Task instructions
Make an exact copy of the entries below.

+ + + + +

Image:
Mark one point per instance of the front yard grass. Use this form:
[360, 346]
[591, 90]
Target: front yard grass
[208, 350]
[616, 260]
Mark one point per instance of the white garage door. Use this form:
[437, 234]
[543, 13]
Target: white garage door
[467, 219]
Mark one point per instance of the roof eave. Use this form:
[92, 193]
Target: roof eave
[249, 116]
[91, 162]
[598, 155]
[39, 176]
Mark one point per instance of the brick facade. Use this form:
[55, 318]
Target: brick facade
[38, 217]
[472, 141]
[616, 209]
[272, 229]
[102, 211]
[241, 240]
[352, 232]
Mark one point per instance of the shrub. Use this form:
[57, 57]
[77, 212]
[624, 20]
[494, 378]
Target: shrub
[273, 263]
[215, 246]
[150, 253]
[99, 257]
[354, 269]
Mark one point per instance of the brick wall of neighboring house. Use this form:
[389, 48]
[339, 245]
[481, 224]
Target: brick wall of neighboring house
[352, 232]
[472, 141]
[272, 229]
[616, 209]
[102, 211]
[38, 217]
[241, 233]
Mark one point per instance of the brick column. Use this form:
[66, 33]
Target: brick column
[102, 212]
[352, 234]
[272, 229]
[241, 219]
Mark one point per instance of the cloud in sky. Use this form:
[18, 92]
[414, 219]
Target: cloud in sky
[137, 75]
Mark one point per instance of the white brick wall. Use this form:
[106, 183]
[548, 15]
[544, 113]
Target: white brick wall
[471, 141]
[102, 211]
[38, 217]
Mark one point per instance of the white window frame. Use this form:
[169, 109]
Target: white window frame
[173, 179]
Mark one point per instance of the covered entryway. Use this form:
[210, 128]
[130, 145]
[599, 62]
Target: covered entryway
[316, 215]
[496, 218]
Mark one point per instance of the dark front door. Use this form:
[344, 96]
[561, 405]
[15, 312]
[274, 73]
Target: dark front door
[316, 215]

+ + + + +

Exercise solution
Image:
Mark one point per instance of the front yard grass. Use this form:
[360, 346]
[591, 90]
Target: front yard grass
[208, 350]
[616, 260]
Mark one point per instance of the white garage door. Use this form:
[437, 234]
[543, 13]
Target: white garage door
[467, 219]
Mark one point per instance of the roof eave. Use this form:
[92, 193]
Target: roof eave
[249, 116]
[91, 162]
[598, 155]
[39, 176]
Mark one point per instance of the brick facade. Use this form:
[55, 318]
Target: brick facade
[38, 217]
[472, 141]
[616, 209]
[272, 229]
[102, 211]
[241, 240]
[352, 232]
Mark one point per instance of the shrub. Use this form:
[57, 57]
[77, 212]
[624, 20]
[494, 378]
Target: shrub
[273, 263]
[215, 246]
[150, 253]
[99, 257]
[354, 269]
Mark one point per instance of the brick wall of neighboring house. Use this form:
[389, 48]
[339, 245]
[481, 224]
Target: brick wall of neighboring house
[352, 232]
[472, 141]
[272, 229]
[616, 209]
[102, 211]
[38, 217]
[241, 233]
Mark one point per instance of the brick column. Use this form:
[66, 33]
Target: brick column
[102, 212]
[352, 234]
[272, 229]
[241, 219]
Mark one point per instance of the cloud in sky. Use this form:
[18, 92]
[414, 219]
Target: cloud in sky
[137, 75]
Mark one point per instance of the white brick wall. Use this form:
[106, 183]
[548, 15]
[544, 113]
Target: white brick wall
[471, 141]
[102, 211]
[38, 217]
Mark one point per instance of the white window frame. Use this form:
[169, 109]
Target: white window frame
[173, 179]
Mark one point per instance of the covered entryway. Use this form:
[210, 128]
[130, 145]
[599, 62]
Target: covered entryway
[316, 215]
[496, 218]
Mark one point per instance of the dark front door. Use this form:
[344, 96]
[561, 405]
[15, 312]
[274, 73]
Target: dark front door
[316, 215]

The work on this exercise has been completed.